- **BRIEF**
Could you reproduce the data below word for word, from its very first line down to the line containing "[20,217,342,243]", with both of those lines included?

---------- DATA ROWS

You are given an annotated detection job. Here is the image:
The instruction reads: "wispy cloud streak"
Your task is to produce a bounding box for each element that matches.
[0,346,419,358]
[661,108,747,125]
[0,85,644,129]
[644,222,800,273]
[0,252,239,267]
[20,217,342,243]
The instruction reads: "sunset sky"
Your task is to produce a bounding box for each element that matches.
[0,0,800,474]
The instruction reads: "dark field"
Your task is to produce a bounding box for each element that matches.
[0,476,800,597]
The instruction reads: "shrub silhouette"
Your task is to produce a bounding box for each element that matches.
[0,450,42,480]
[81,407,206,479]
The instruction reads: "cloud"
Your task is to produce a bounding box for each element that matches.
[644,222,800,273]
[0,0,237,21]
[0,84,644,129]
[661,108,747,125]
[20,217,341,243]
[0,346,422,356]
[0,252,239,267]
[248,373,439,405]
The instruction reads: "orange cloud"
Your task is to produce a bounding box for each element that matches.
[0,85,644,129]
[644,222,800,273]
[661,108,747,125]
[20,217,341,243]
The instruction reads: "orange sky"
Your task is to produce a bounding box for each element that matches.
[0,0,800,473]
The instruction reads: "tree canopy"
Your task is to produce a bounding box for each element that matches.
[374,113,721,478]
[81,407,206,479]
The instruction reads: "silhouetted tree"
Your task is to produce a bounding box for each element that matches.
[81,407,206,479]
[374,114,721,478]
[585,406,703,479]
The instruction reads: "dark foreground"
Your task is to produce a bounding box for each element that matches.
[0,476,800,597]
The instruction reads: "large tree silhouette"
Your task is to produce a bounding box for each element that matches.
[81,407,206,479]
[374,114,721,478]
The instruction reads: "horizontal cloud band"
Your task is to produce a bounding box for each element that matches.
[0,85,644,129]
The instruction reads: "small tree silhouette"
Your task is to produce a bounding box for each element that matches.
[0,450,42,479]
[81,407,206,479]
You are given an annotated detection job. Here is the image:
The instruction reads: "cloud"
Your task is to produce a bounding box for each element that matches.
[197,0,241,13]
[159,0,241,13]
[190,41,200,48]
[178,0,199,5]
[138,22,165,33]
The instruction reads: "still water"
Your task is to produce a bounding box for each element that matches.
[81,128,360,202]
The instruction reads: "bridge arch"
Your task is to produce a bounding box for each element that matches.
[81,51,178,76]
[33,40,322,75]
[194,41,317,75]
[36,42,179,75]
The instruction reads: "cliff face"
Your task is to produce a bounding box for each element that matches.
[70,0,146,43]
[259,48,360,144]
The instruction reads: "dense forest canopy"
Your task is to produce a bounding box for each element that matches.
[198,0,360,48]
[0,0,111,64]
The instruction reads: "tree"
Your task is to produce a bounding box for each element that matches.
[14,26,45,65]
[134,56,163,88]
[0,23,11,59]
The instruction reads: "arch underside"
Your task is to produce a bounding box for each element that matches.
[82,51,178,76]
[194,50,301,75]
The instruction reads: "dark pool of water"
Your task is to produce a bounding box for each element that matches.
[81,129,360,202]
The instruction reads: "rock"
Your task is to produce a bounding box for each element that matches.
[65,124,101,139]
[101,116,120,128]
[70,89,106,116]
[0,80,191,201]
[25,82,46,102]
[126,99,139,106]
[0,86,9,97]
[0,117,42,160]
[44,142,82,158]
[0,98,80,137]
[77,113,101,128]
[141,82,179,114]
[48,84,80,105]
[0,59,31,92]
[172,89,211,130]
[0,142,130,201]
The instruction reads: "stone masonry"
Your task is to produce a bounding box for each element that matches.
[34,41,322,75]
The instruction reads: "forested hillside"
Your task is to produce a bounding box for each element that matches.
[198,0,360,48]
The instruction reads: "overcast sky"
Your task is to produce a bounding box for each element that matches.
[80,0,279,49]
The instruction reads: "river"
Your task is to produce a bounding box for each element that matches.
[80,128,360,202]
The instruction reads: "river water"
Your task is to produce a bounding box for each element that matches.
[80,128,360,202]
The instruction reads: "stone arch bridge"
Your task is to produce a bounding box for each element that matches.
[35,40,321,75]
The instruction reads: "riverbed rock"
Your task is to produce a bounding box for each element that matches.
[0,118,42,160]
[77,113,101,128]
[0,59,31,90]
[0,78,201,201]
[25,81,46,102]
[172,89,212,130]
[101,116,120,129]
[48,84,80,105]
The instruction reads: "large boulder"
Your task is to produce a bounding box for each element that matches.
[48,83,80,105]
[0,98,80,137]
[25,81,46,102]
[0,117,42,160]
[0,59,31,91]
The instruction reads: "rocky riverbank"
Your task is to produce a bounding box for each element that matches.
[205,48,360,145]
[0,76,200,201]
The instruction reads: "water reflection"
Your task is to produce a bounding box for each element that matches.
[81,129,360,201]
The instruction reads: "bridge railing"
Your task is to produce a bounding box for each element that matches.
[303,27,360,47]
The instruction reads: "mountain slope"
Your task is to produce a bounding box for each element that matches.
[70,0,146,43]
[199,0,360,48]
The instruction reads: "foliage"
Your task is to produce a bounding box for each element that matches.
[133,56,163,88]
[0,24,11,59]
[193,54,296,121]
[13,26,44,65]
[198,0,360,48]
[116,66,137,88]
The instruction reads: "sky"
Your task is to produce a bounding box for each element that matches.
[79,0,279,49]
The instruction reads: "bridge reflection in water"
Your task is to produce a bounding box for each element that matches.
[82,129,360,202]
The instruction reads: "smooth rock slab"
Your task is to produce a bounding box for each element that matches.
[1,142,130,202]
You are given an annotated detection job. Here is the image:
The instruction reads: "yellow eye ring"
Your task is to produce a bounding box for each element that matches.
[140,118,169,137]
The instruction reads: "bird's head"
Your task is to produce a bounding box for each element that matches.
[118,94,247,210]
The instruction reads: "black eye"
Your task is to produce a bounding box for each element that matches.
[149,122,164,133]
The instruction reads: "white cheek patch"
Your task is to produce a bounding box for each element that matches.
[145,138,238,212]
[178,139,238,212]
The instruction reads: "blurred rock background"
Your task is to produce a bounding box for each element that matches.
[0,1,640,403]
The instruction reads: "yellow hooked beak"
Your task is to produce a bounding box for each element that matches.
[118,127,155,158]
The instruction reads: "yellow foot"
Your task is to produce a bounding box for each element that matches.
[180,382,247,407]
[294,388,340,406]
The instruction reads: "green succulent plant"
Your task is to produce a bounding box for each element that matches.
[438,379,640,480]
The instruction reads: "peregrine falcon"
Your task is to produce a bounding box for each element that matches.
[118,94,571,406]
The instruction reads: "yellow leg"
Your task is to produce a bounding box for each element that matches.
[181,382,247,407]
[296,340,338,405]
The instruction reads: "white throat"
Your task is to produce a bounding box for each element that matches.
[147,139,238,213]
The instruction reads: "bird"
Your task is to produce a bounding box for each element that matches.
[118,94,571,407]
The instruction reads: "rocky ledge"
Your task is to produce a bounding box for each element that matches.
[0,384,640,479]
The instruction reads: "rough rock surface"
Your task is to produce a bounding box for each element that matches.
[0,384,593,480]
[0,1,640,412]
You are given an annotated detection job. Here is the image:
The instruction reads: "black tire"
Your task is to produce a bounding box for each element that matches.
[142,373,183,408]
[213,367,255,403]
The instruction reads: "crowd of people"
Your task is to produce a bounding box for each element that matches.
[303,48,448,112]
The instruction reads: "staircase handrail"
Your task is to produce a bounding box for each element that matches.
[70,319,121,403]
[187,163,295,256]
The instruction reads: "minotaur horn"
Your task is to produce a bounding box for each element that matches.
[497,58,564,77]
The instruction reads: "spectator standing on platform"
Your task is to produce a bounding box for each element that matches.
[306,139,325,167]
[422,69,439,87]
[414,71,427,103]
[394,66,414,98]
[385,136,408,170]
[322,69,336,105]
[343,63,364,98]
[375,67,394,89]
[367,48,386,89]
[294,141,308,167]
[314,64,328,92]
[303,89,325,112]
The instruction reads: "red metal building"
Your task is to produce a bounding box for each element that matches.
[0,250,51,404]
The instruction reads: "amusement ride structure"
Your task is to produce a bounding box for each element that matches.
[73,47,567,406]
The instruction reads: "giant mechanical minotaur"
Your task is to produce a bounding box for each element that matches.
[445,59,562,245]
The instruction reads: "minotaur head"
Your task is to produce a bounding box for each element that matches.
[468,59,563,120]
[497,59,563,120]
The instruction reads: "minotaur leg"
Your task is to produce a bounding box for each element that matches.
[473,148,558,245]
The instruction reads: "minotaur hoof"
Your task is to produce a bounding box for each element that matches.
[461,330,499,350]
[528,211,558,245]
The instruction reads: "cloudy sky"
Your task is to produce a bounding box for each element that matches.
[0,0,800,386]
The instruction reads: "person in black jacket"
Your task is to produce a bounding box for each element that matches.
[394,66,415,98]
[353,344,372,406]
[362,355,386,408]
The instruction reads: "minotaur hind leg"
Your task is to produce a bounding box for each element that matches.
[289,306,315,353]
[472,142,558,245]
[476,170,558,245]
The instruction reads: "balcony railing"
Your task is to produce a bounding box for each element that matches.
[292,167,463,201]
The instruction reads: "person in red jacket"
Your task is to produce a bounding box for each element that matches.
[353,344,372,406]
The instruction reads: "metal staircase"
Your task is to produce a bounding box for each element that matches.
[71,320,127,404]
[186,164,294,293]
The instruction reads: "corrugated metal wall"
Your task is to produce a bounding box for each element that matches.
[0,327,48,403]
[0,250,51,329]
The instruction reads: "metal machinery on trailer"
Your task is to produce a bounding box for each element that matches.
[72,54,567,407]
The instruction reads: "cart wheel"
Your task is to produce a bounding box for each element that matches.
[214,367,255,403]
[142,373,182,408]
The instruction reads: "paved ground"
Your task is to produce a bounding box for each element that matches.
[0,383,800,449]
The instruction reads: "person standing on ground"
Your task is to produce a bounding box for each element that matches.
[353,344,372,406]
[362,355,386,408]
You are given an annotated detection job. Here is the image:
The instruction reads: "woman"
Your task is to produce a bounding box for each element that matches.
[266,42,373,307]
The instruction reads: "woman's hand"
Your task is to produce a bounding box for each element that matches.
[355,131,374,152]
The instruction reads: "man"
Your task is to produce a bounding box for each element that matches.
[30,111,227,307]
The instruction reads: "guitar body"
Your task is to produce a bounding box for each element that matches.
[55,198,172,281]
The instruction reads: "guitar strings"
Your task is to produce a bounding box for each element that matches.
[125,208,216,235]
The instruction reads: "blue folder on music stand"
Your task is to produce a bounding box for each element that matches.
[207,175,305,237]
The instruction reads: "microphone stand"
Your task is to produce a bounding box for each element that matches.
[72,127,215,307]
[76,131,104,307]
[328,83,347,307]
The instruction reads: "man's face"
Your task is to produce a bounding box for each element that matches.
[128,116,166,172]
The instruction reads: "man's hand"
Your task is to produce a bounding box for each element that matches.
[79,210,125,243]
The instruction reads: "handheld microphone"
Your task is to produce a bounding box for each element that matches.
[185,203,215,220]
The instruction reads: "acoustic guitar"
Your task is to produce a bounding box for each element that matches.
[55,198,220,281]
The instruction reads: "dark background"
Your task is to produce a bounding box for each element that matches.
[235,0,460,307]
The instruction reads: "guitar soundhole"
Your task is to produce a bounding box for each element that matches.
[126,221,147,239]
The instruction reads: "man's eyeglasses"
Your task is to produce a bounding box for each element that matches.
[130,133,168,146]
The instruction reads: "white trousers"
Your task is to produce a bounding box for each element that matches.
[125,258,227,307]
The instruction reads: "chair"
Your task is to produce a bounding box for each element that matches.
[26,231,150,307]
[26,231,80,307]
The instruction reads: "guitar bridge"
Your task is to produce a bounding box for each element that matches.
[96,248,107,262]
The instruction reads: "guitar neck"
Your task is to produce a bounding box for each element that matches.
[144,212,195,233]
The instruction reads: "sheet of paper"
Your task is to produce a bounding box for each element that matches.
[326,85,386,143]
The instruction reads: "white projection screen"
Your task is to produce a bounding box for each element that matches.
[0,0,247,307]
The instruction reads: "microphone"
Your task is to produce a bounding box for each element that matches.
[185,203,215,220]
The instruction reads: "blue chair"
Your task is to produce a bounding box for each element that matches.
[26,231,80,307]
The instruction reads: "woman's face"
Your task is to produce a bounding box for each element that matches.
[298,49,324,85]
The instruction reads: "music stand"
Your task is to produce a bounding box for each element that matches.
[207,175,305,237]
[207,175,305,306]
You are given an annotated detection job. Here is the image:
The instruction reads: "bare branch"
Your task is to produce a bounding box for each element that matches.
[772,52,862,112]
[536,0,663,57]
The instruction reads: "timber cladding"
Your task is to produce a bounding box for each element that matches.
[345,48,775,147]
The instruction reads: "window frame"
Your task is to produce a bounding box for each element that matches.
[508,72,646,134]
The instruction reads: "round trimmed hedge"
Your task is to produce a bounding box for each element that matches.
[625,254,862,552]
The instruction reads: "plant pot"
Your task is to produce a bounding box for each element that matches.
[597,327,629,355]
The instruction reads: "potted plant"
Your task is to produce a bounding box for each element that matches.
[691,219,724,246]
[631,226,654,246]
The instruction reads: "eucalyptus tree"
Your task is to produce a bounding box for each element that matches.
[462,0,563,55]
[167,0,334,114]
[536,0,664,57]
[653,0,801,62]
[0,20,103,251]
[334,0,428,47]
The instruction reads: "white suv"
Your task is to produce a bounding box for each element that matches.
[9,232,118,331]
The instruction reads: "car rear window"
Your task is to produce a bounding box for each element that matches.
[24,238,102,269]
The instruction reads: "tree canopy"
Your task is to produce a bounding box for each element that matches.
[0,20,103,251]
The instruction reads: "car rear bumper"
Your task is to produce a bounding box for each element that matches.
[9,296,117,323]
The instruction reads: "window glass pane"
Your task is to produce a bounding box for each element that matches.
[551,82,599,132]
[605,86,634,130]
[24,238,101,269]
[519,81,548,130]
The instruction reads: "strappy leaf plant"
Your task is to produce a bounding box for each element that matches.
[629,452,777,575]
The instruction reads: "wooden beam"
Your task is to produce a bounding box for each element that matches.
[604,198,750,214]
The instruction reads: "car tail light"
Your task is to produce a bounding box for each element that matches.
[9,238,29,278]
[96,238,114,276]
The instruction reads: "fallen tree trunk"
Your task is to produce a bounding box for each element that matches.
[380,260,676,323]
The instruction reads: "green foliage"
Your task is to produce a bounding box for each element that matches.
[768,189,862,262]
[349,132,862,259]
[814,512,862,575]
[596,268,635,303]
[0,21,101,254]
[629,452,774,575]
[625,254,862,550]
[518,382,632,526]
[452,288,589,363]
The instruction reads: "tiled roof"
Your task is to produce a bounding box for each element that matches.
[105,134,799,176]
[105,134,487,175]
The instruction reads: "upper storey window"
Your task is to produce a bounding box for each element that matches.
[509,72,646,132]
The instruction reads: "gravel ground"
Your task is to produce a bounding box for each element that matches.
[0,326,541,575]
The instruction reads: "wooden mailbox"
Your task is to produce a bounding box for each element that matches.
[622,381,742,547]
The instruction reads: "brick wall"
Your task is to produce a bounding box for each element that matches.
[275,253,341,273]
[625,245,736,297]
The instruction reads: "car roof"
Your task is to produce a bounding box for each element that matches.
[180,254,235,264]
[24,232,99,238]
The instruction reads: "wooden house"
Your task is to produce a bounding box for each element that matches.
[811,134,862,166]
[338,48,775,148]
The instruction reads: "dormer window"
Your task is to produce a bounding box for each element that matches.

--------------------

- **THE OUTPUT**
You are given an annotated detection job. Here is the image:
The instruction reads: "wispy cloud streak"
Your task is to produce a bounding box for each element that matches.
[0,346,419,358]
[661,108,747,125]
[0,85,644,129]
[644,222,800,273]
[0,252,239,267]
[20,217,342,243]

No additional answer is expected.